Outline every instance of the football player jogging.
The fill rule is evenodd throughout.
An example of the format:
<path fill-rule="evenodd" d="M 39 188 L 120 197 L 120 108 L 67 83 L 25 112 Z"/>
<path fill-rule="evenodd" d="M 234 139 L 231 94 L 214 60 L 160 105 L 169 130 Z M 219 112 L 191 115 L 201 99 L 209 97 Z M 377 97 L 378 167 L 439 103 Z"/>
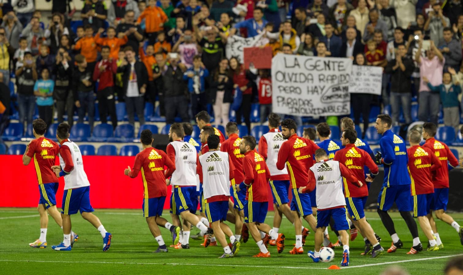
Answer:
<path fill-rule="evenodd" d="M 431 209 L 436 213 L 438 219 L 455 228 L 460 236 L 460 241 L 463 245 L 463 227 L 460 226 L 450 215 L 445 213 L 449 202 L 449 166 L 451 167 L 452 169 L 455 168 L 458 166 L 458 161 L 447 144 L 434 138 L 437 132 L 437 127 L 434 123 L 425 122 L 423 125 L 423 138 L 426 140 L 423 147 L 431 149 L 442 164 L 440 168 L 432 172 L 434 192 Z M 427 216 L 437 239 L 437 245 L 440 248 L 443 248 L 444 245 L 438 233 L 437 226 L 432 217 L 432 211 L 430 211 Z"/>
<path fill-rule="evenodd" d="M 278 233 L 282 224 L 282 215 L 291 223 L 294 223 L 294 216 L 288 205 L 288 190 L 289 189 L 289 176 L 286 165 L 281 170 L 276 168 L 278 152 L 282 144 L 285 141 L 282 132 L 278 129 L 280 126 L 280 116 L 272 113 L 269 115 L 269 132 L 263 135 L 259 141 L 259 153 L 265 159 L 267 166 L 270 171 L 270 186 L 273 197 L 274 209 L 275 211 L 273 218 L 273 228 Z M 302 222 L 301 222 L 302 223 Z M 306 238 L 310 231 L 302 228 L 302 244 L 306 242 Z M 269 240 L 269 243 L 272 245 L 276 245 L 275 239 Z"/>
<path fill-rule="evenodd" d="M 395 232 L 394 222 L 388 213 L 395 202 L 413 237 L 413 247 L 407 254 L 416 254 L 423 250 L 423 246 L 418 237 L 416 222 L 410 213 L 413 210 L 413 203 L 410 193 L 411 180 L 407 167 L 408 156 L 405 142 L 391 131 L 392 125 L 392 120 L 388 114 L 378 115 L 375 124 L 378 133 L 382 135 L 379 141 L 381 151 L 375 156 L 375 162 L 384 166 L 382 189 L 378 196 L 378 214 L 392 239 L 392 245 L 388 253 L 395 252 L 403 246 Z"/>
<path fill-rule="evenodd" d="M 100 219 L 92 212 L 94 210 L 90 203 L 90 183 L 87 178 L 79 146 L 69 139 L 71 126 L 65 122 L 56 128 L 56 138 L 61 147 L 59 149 L 59 165 L 51 168 L 56 176 L 64 177 L 64 193 L 63 196 L 61 216 L 64 235 L 63 242 L 52 245 L 55 250 L 71 250 L 71 215 L 80 211 L 82 217 L 98 230 L 103 238 L 103 251 L 109 249 L 111 233 L 106 231 Z"/>
<path fill-rule="evenodd" d="M 317 163 L 308 172 L 308 184 L 299 187 L 301 193 L 312 191 L 317 186 L 317 230 L 315 236 L 315 251 L 309 251 L 307 255 L 313 262 L 320 260 L 320 248 L 323 241 L 325 229 L 332 217 L 335 229 L 339 233 L 343 246 L 341 266 L 349 263 L 349 218 L 346 209 L 346 201 L 343 192 L 343 177 L 351 184 L 361 187 L 363 184 L 358 180 L 349 169 L 339 161 L 329 160 L 326 151 L 317 150 L 315 154 Z M 363 177 L 363 176 L 362 176 Z"/>
<path fill-rule="evenodd" d="M 233 257 L 239 250 L 239 242 L 228 226 L 224 223 L 227 219 L 230 181 L 234 175 L 235 167 L 228 154 L 219 150 L 219 136 L 212 134 L 207 138 L 209 150 L 200 156 L 198 173 L 203 183 L 205 212 L 215 238 L 224 249 L 220 258 Z M 231 249 L 225 236 L 230 237 L 233 249 Z"/>
<path fill-rule="evenodd" d="M 439 246 L 434 239 L 426 215 L 430 213 L 434 192 L 432 171 L 440 168 L 442 165 L 431 149 L 420 146 L 421 133 L 412 130 L 408 134 L 408 141 L 410 147 L 407 151 L 408 172 L 412 180 L 411 191 L 413 197 L 413 216 L 418 218 L 421 229 L 428 239 L 428 251 L 437 251 Z"/>
<path fill-rule="evenodd" d="M 296 134 L 296 122 L 291 119 L 283 120 L 282 135 L 287 140 L 283 143 L 278 152 L 276 168 L 282 170 L 286 165 L 291 183 L 293 199 L 291 210 L 294 216 L 294 227 L 296 232 L 296 245 L 289 251 L 292 254 L 302 254 L 302 224 L 300 217 L 309 223 L 314 232 L 317 220 L 312 215 L 310 195 L 299 194 L 297 189 L 307 185 L 309 168 L 313 165 L 313 155 L 319 148 L 311 140 L 298 137 Z"/>
<path fill-rule="evenodd" d="M 344 164 L 362 182 L 362 187 L 358 188 L 357 185 L 354 186 L 345 179 L 343 179 L 346 205 L 354 224 L 360 229 L 360 232 L 364 236 L 364 255 L 371 253 L 372 257 L 375 258 L 384 253 L 384 249 L 379 244 L 371 226 L 367 221 L 363 212 L 363 205 L 368 198 L 368 188 L 365 183 L 373 181 L 378 174 L 378 166 L 368 153 L 355 147 L 357 140 L 357 132 L 354 129 L 348 129 L 343 132 L 341 142 L 343 146 L 345 147 L 336 152 L 334 160 Z M 368 167 L 371 172 L 366 179 L 363 173 L 364 166 Z"/>
<path fill-rule="evenodd" d="M 172 225 L 161 216 L 163 215 L 164 202 L 167 196 L 165 179 L 171 174 L 164 174 L 164 167 L 167 166 L 169 172 L 175 171 L 175 164 L 164 151 L 153 148 L 154 141 L 153 133 L 148 129 L 142 131 L 140 141 L 143 150 L 137 154 L 133 167 L 129 166 L 124 171 L 126 176 L 136 178 L 139 172 L 142 173 L 143 183 L 143 216 L 146 218 L 146 223 L 151 234 L 156 239 L 159 246 L 155 253 L 168 252 L 165 243 L 163 239 L 161 230 L 158 225 L 164 227 L 170 231 L 172 243 L 174 242 L 180 231 L 180 227 Z"/>
<path fill-rule="evenodd" d="M 166 149 L 167 156 L 175 163 L 175 170 L 172 173 L 170 183 L 174 188 L 172 210 L 180 213 L 183 220 L 183 239 L 174 248 L 177 249 L 190 248 L 190 224 L 194 225 L 204 235 L 204 247 L 210 243 L 209 238 L 212 230 L 209 230 L 194 215 L 198 207 L 196 197 L 196 164 L 199 161 L 194 147 L 183 141 L 183 126 L 173 123 L 169 130 L 169 139 L 172 140 Z M 171 173 L 169 169 L 167 174 Z M 194 205 L 194 202 L 196 202 Z"/>
<path fill-rule="evenodd" d="M 254 150 L 255 148 L 256 138 L 254 137 L 243 137 L 239 149 L 244 155 L 243 159 L 244 180 L 237 189 L 238 191 L 242 189 L 246 190 L 244 222 L 247 223 L 250 233 L 260 250 L 260 252 L 253 257 L 268 258 L 270 257 L 270 252 L 262 240 L 265 233 L 276 240 L 279 253 L 283 252 L 285 247 L 285 235 L 277 233 L 264 223 L 269 207 L 267 190 L 270 172 L 263 157 Z M 259 233 L 259 230 L 261 233 Z"/>
<path fill-rule="evenodd" d="M 35 120 L 32 124 L 32 139 L 26 147 L 23 155 L 23 164 L 28 165 L 34 160 L 34 166 L 37 174 L 38 191 L 40 198 L 37 210 L 40 215 L 40 236 L 35 242 L 29 244 L 32 247 L 45 248 L 47 247 L 47 230 L 48 227 L 48 213 L 58 225 L 63 229 L 61 215 L 56 209 L 56 195 L 58 191 L 58 178 L 51 167 L 55 165 L 55 157 L 58 155 L 59 147 L 54 141 L 45 138 L 47 124 L 41 119 Z M 71 245 L 79 239 L 78 235 L 71 232 Z"/>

★ ★ ★ ★

The task :: Retype the lines from the first one through the line containing "234 139 L 231", inclusive.

The solution ::
Outline every instance of the football player jogging.
The fill rule is evenodd throughout.
An example of the format:
<path fill-rule="evenodd" d="M 39 188 L 120 197 L 120 108 L 67 83 L 25 112 Z"/>
<path fill-rule="evenodd" d="M 234 139 L 231 94 L 214 60 L 160 105 L 169 130 Z M 219 112 L 191 115 L 201 99 L 209 97 Z M 377 97 L 378 167 L 439 103 Z"/>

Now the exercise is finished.